======== BLOCCO DI TESTO

Viaggio nell’isola delle contaminazioni con i suoi paesaggi straordinari, le sue antiche tradizioni e la sua impareggiabile varietà enogastronomica.
di Marco Colognese
Il primo assaggio è un’emozione che non ci si scorda: può accadere mentre si passa lo stretto di Messina, dove Sicilia e Calabria sembrano quasi accarezzarsi, oppure sorvolando l’Etna con il suo maestoso cratere colorato di bianco in una giornata di sole d’inverno, poco prima di atterrare a Catania. E i suoi paesaggi straordinari, ovunque ci si muova. Il cielo, qui, con il suo azzurro carico, non si dimentica, così come non passano mai i profumi nell’aria: seducenti, intensi, persistenti, penetranti. La Sicilia è un mondo a parte in cui storie e culture di popoli si sono incrociate e stratificate, con una ricchezza artistica inestimabile che si è accumulata nei secoli, a partire dal dualismo arabo normanno. Serve uno spazio troppo vasto per nominare tutto quello che di questa magnifica regione varrebbe la pena conoscere, dal fascino delle sue città alla varietà dei suoi paesaggi. Oltre al fatto che la Sicilia, con un numero di poco inferiore ai centoventimila, è la prima regione in Italia per ettari vitati, non si può non far cenno alla fertilità della sua terra, alla maestosa ricchezza di biodiversità vegetale e animale e alla pescosità dei suoi mari che hanno dato vita a una cultura alimentare incredibilmente ampia e che si è arricchita nel tempo delle contaminazioni di tutti i popoli che qui sono approdati. Anche sul fronte gastronomico le possibilità di soddisfazione sono molte e per questioni di spazio la nostra selezione non comprende le località turistiche prettamente estive, perché godranno di un meritato spazio a parte.

================
======== DATI FORNITI

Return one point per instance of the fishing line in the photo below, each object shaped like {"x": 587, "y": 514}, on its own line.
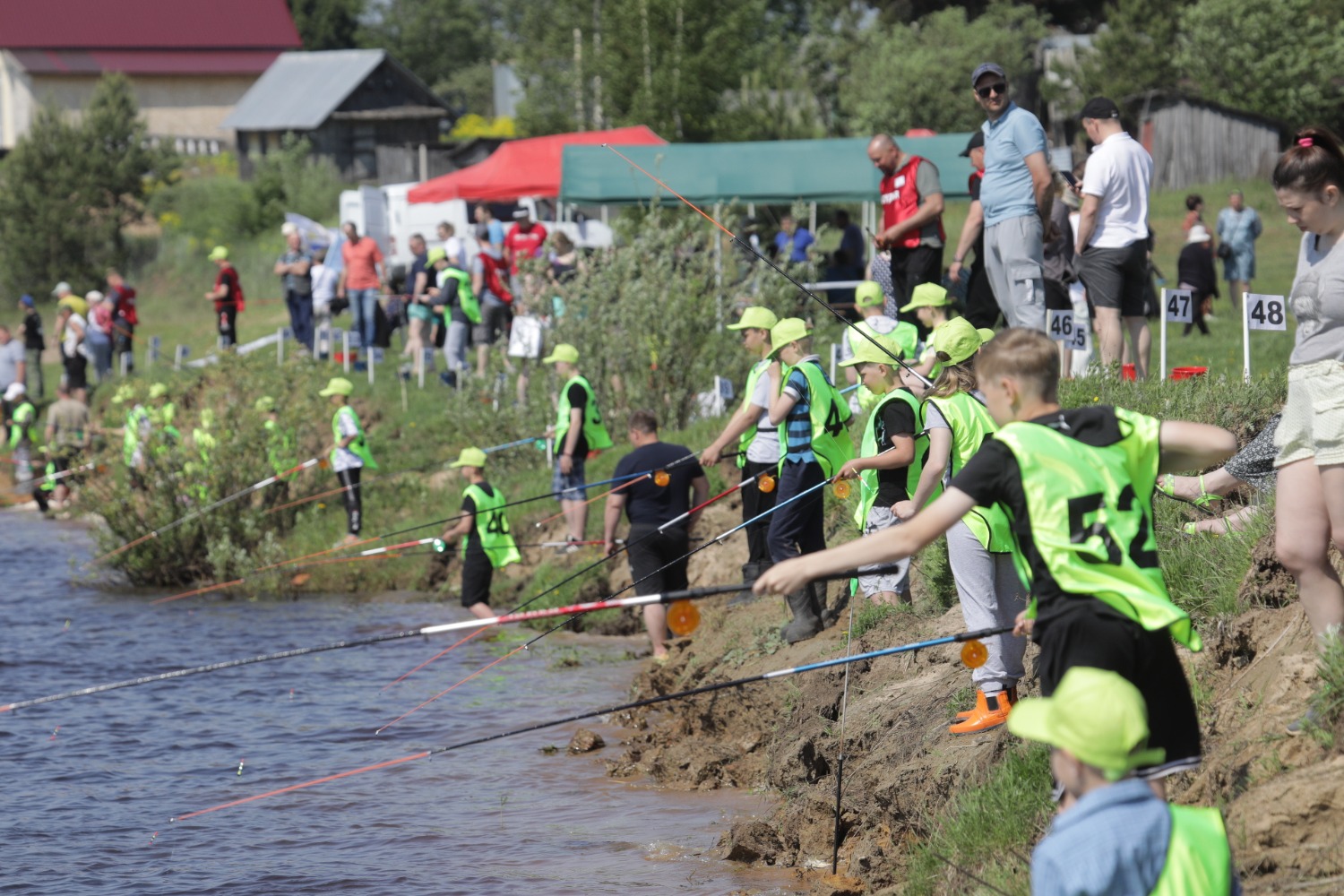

================

Elenca tutti gli aggettivi con cui il testo sulla Sicilia qualifica i profumi nell'aria.

ESERCIZIO SVOLTO: I profumi nell'aria sono definiti seducenti, intensi, persistenti e penetranti.